++++ Text shown ++++
While many of the points you make are very true of CMS, I’m not totally following you on this one. Can you not use HTML modules in CMS to bring in realtime feeds or aggregations of topics? This is the same as carrying in a newspaper article under my arm to discuss with students. Let’s say I want my students to see what others are currently bookmarking on Delicious regarding contentious sweeping health care legislation. I can do that in Moodle. Am I not understanding you fully? Are you referencing something quite different?

Steve 08.14.09 at 10:13 pm

A couple of observations from the middle of the piece:
In the 1990s, I explored electronic discussion boards, which I shared with a colleague at another university so that our students (in two related courses) could interact. One term, we brought in students from 3 schools in 3 different states. Then our school installed Blackboard, and when I inquired about how to open my class discussion board to students at the other schools, I was told we couldn’t do that, that it would be too hard to set up. So I stopped.

Our school has/had a policy that departments should maintain a current file of course syllabi for all courses taught. In the 1990s, as faculty put their course syllabi online, it became very easy for us to see what our colleagues were doing in their teaching, and I imagine for students to see what courses were like before they took them. Blackboard shut all that down. Our syllabi are still online, but no one can see them except enrolled students. I know far less about what my colleagues are doing in their courses then I did pre-internet.
++++ Provided data ++++
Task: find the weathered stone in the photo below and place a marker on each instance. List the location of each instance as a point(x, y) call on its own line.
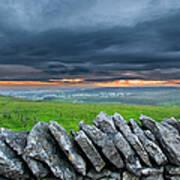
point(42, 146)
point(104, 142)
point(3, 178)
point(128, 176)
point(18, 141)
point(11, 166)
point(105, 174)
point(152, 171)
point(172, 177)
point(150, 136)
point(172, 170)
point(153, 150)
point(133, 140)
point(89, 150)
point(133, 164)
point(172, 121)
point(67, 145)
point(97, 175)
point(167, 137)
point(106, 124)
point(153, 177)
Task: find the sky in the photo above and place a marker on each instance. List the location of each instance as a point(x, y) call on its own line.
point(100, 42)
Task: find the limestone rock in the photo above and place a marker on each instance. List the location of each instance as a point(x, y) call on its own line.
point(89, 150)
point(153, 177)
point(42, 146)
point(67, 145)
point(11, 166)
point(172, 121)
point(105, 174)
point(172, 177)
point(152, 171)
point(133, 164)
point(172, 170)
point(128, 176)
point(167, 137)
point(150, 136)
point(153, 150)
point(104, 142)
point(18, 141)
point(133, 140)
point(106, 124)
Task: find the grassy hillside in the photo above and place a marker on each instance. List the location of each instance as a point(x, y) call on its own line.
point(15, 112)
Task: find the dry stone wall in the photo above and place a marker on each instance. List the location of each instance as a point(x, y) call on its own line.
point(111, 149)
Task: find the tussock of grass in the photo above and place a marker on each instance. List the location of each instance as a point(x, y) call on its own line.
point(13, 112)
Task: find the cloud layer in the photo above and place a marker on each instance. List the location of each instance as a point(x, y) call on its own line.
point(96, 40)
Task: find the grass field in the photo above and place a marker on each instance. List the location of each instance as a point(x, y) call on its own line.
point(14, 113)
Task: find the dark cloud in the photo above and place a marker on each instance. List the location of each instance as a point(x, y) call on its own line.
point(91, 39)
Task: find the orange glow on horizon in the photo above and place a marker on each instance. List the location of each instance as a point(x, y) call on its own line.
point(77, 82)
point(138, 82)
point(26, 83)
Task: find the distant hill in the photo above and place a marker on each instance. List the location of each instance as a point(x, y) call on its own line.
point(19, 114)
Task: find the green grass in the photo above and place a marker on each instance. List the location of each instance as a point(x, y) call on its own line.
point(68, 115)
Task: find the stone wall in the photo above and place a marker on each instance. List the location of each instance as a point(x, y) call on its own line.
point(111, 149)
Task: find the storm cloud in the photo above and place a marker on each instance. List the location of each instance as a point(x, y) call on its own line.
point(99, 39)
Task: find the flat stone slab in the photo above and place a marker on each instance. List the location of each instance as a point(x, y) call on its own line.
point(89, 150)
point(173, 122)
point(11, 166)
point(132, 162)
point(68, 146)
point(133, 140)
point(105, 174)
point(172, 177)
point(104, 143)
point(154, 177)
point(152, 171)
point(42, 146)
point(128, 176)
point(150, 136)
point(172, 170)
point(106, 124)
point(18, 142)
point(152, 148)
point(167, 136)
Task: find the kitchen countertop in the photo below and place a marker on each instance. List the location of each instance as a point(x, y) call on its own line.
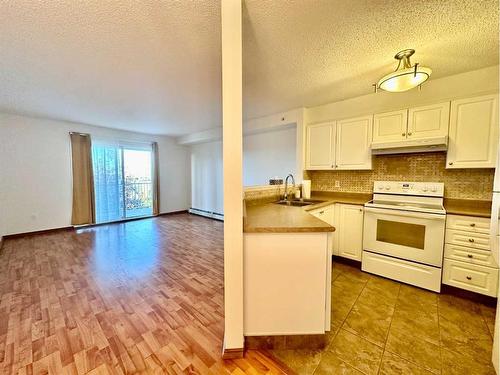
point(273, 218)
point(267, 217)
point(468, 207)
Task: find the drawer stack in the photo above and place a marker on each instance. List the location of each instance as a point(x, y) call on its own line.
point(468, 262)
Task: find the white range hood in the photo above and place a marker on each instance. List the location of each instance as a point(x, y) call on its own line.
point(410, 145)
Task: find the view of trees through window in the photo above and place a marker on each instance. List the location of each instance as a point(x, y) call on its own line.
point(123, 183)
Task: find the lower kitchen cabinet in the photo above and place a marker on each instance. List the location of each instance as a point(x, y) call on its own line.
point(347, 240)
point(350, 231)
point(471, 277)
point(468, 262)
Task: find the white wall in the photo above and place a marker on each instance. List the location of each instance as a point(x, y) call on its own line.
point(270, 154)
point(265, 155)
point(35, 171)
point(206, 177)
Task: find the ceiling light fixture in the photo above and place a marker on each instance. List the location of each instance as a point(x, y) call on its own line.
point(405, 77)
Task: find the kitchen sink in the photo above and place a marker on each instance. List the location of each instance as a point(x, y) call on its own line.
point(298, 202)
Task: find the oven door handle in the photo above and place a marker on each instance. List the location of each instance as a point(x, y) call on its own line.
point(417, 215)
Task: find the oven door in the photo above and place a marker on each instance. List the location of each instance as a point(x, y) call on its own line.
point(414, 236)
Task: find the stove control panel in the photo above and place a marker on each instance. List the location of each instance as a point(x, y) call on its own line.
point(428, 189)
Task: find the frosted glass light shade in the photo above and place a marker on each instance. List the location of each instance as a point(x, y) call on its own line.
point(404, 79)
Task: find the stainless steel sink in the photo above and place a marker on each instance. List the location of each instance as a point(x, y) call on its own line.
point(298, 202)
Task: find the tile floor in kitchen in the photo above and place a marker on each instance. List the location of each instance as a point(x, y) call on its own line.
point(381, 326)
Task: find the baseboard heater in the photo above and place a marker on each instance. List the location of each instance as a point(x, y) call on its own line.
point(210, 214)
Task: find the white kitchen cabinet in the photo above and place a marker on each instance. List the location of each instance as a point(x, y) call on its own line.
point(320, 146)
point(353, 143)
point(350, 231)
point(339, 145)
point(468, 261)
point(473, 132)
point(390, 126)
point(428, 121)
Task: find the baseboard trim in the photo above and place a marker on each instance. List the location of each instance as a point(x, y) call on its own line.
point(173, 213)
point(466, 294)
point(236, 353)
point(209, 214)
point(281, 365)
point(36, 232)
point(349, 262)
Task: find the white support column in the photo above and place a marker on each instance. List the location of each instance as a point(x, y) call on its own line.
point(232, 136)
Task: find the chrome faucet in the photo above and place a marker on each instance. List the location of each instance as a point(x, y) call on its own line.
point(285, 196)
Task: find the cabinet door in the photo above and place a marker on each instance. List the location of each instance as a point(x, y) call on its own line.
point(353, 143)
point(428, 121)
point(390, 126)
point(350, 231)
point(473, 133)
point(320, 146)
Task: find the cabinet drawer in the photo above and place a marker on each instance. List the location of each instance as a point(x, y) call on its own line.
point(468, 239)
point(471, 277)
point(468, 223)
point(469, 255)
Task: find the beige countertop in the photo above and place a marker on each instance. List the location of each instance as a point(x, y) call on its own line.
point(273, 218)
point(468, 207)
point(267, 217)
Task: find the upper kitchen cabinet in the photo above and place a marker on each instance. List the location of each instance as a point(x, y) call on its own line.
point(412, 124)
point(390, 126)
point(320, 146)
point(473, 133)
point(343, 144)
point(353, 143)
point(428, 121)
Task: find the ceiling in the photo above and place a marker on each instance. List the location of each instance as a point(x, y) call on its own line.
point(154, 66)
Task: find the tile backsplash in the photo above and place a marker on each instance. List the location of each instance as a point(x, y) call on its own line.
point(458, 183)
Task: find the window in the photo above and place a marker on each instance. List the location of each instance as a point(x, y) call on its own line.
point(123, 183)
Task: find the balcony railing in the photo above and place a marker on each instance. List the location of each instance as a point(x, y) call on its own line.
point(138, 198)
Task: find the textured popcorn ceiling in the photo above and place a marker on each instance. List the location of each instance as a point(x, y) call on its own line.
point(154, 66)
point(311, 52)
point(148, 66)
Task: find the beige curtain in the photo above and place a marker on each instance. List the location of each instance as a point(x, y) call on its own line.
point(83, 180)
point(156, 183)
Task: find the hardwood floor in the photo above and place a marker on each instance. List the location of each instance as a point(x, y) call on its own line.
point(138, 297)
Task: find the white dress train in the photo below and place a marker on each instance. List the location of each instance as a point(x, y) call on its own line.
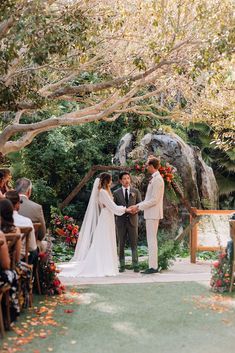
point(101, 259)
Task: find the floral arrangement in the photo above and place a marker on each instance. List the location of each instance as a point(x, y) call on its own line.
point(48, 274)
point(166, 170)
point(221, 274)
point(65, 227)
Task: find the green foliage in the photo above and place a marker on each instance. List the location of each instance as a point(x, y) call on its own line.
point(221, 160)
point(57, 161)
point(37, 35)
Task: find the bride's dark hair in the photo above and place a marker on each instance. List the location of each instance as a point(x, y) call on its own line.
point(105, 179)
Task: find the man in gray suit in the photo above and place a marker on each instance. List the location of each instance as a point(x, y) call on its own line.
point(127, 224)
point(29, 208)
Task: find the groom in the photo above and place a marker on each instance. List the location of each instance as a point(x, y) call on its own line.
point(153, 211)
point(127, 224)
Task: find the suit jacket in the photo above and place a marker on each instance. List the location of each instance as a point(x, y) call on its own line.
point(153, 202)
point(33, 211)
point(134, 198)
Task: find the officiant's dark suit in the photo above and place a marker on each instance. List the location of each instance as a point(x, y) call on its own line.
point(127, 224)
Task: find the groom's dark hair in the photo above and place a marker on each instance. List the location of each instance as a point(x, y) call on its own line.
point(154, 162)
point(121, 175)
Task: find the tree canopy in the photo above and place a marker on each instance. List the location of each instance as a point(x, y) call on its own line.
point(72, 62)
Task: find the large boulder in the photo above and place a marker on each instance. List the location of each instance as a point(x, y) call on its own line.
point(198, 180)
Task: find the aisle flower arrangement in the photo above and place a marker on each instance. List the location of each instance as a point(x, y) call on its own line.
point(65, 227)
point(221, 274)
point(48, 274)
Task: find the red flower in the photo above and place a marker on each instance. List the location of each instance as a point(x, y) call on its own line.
++++
Set problem: In the comment thread, what was Steve told when he asked how to open his class discussion board to students at the other schools? These records were taken from a separate source.

Right answer: He was told it couldn't be done because it would be too hard to set up.